▶ **Problem statement**
Return every item below verbatim, omitting the pictures.

Point annotation data:

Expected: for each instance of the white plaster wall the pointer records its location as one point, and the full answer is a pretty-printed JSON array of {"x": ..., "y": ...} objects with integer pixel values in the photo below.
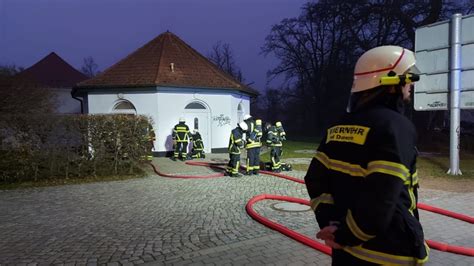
[
  {"x": 167, "y": 105},
  {"x": 144, "y": 102},
  {"x": 65, "y": 104}
]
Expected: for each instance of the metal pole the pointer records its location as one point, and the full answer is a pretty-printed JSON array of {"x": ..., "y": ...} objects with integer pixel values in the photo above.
[{"x": 455, "y": 89}]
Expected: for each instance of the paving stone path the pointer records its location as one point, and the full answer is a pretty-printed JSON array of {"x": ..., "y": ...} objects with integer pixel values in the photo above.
[{"x": 166, "y": 221}]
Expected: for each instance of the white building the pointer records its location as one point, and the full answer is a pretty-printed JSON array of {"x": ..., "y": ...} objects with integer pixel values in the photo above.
[{"x": 167, "y": 79}]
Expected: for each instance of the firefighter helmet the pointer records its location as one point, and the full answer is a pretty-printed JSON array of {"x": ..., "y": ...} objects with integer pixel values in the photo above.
[
  {"x": 243, "y": 126},
  {"x": 381, "y": 62}
]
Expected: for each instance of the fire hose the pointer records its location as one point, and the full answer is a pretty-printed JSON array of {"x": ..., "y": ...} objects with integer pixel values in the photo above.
[{"x": 467, "y": 251}]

▶ **Expected output**
Expected: for each instance of the white plaster wall the pointer records its location as one point, and the full answer is a pretty-printed JSON array of {"x": ..., "y": ...} objects with integer pixel values in the photo below.
[
  {"x": 167, "y": 105},
  {"x": 144, "y": 102},
  {"x": 65, "y": 104}
]
Expected: for each instance of the metal pole the pointer records its location as one point, and the full answer is a pretty-printed JSON array of {"x": ..., "y": ...} objects with integer pixel values in the photo above.
[{"x": 455, "y": 89}]
Expected: for each instance of the paving stone path the pointer records its location as one point, and the full answer is a pretty-printed JSON array of {"x": ..., "y": ...} objects with integer pixel values in the photo above.
[{"x": 166, "y": 221}]
Expected: for each instance of the white building the pointer records its location as one point, and the full answer is a pretty-printed JSON array of {"x": ..., "y": ...} objects with integer pixel values in the photo above.
[{"x": 167, "y": 79}]
Expected: for each instance of the firefighter helmet the pointer records its location as one point, and the full answer is a pretty-printed JSON array of {"x": ..., "y": ...} objects with integer pixel values in the photo above.
[
  {"x": 243, "y": 126},
  {"x": 381, "y": 62}
]
Expected: for each instance of the fire hose the pointer records its location as one point, and the full answer is a pretty-printed JSON array of {"x": ..., "y": ...} objects with integer pixel values in the photo above.
[{"x": 467, "y": 251}]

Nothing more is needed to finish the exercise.